Records from a data collection
★ ★ ★

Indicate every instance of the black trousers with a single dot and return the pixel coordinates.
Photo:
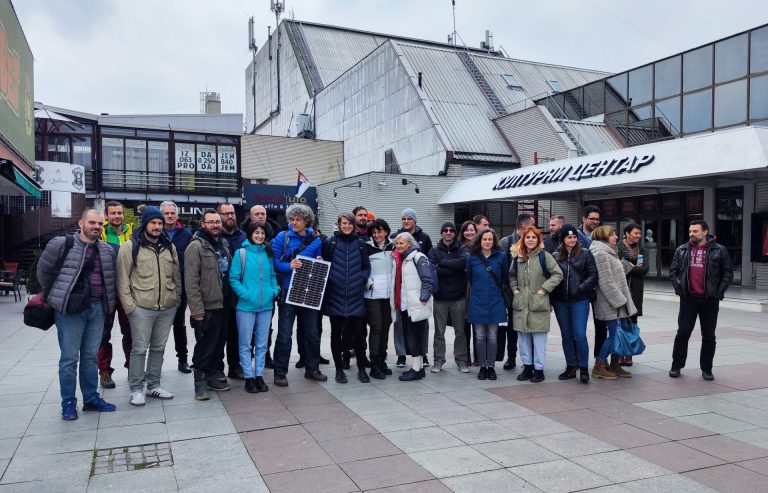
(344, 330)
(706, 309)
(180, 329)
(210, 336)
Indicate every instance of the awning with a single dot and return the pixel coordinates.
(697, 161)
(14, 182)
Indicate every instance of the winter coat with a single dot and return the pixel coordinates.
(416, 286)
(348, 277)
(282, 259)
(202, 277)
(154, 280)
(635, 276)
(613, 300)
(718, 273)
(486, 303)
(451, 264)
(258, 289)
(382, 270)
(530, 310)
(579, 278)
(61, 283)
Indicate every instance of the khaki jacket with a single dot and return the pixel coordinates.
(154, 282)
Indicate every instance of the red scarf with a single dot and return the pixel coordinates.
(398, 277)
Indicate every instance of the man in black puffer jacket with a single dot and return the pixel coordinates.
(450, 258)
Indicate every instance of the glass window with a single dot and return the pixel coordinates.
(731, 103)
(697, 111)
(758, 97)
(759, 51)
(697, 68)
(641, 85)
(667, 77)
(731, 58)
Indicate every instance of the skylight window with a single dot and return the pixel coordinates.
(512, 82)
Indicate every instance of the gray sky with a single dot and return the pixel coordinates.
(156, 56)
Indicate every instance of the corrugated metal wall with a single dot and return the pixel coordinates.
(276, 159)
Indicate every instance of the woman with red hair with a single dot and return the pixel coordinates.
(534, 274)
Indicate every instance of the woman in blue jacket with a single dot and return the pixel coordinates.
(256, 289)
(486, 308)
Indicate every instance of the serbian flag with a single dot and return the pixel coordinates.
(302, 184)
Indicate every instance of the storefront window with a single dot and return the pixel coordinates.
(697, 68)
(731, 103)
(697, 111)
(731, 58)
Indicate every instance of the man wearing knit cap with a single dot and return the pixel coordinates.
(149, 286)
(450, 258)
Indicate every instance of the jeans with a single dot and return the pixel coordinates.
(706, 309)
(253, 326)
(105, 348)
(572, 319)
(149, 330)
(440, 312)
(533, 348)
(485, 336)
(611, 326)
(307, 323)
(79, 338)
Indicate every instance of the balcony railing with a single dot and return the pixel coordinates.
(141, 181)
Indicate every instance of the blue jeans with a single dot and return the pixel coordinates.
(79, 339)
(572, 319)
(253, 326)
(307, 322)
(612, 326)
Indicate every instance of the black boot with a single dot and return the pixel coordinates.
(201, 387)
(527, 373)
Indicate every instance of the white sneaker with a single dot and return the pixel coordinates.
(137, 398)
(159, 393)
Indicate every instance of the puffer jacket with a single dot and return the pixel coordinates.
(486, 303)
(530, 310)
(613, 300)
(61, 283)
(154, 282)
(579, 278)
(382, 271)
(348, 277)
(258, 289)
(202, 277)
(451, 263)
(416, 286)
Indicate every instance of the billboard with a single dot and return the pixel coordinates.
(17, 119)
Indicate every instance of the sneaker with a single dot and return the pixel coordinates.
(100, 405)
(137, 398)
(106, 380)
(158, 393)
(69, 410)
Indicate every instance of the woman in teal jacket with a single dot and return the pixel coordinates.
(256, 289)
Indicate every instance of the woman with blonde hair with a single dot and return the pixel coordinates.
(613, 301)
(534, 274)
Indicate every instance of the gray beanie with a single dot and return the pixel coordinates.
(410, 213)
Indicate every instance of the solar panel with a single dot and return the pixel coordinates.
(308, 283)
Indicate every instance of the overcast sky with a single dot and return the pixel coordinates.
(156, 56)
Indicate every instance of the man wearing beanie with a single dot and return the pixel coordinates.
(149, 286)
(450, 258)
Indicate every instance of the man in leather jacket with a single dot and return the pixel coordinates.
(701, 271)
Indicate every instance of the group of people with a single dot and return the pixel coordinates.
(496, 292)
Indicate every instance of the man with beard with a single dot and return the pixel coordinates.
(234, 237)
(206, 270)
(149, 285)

★ ★ ★

**GIVEN EXERCISE**
Copy the material above in full and exactly, skipping pictures.

**OUTPUT FOR THIS EXERCISE**
Indicate every instance of the black trousers with a single dot and return the pixel coordinates.
Photo:
(344, 330)
(706, 309)
(180, 329)
(210, 336)
Indicate every instance of the awning with a single dot and return the pixel coordinates.
(697, 161)
(14, 182)
Indicate every instance of the winter coat with a single dot and return the pixel coordinates.
(416, 286)
(348, 277)
(282, 259)
(202, 277)
(154, 280)
(635, 276)
(613, 300)
(718, 273)
(486, 303)
(451, 264)
(258, 289)
(382, 270)
(530, 310)
(579, 278)
(61, 283)
Indicate every instance of the khaki jacket with a single dot and return the pixel coordinates.
(154, 282)
Indicate every instance of the red scarf with a single dot and return the pixel coordinates.
(398, 277)
Indicate every instance of the man in black puffer jacket with a single dot and return the pixel coordinates.
(450, 258)
Indicate every instance of the glass window with a single dot and return the pixel coordinates.
(731, 103)
(697, 111)
(758, 97)
(759, 51)
(697, 68)
(641, 85)
(667, 77)
(731, 58)
Indicate every instance of the skylight window with a single dot and return the pixel coordinates.
(512, 82)
Indicate every instance of the gray sky with a single dot and return the pixel coordinates.
(156, 56)
Indicate every instance of the corrugated metal wall with a single dot and return the pixel coordinates.
(276, 159)
Indicate every instance of the woman with red hair with a single dot and return the pixel coordinates.
(534, 274)
Indicate every instance of the woman in blue jacket with a single dot and return the pixel coordinates.
(256, 289)
(486, 308)
Indicate every instance of the serbian flag with a single dot and return the pixel coordinates.
(302, 184)
Indicate every instance of the storefront window with a single dot and return the pixel coordinates.
(697, 68)
(731, 103)
(697, 111)
(731, 58)
Indicate every instance of the man wearing knit cap with a single dot and return the pixel coordinates.
(149, 286)
(450, 258)
Indicate every instance of the jeans with a single dot and return the pixel coordinates.
(706, 309)
(253, 326)
(105, 348)
(572, 319)
(149, 330)
(440, 312)
(533, 348)
(485, 336)
(611, 326)
(307, 323)
(79, 338)
Indicate every instance of the balcony railing with a single dot and return the pixel coordinates.
(141, 181)
Indicate every instance of the blue jeans with a single dot and return the pixel coordinates.
(79, 339)
(572, 319)
(253, 326)
(307, 322)
(612, 326)
Indicate every instance of the black boot with a single dot and return the pixel coordinates.
(201, 387)
(527, 373)
Indicate every instance of the white sneaker with a single dot and return the pixel coordinates.
(137, 398)
(159, 393)
Indicate every instance of the puffer jacket with a single dot and return the pixel coordinates.
(486, 303)
(530, 310)
(613, 300)
(61, 283)
(154, 282)
(579, 278)
(382, 271)
(348, 277)
(258, 289)
(202, 277)
(451, 263)
(416, 286)
Indicate every instance of the billboard with a single dot and return the pixel coordinates.
(17, 119)
Indicate every instance of the sneaker with a single dot and return the pixel coordinates.
(100, 405)
(137, 398)
(106, 380)
(158, 393)
(69, 410)
Indicate every instance of the woman in teal jacket with a single dot and return the pixel coordinates.
(256, 289)
Indicate every instance of the woman with blonde hair with a single dot and return the pixel coordinates.
(613, 301)
(534, 274)
Indicate every instance of the gray beanie with a single dot and return the pixel coordinates.
(410, 213)
Indicate every instance of the solar panel with a single dot and return the pixel coordinates.
(308, 283)
Indicate every instance of the overcast sky with a single dot and return the pixel coordinates.
(156, 56)
Indicate every instance of the man wearing beanie with a single dot and return the pixel coordinates.
(149, 286)
(450, 258)
Indicate every instance of the man in leather jacket with a single dot and return the pixel coordinates.
(701, 271)
Indicate every instance of the group of people with a single dot and return the pixel coordinates.
(496, 292)
Indicate every instance of the man with beard with a single dot and return the pixel coordinates.
(234, 237)
(206, 270)
(149, 285)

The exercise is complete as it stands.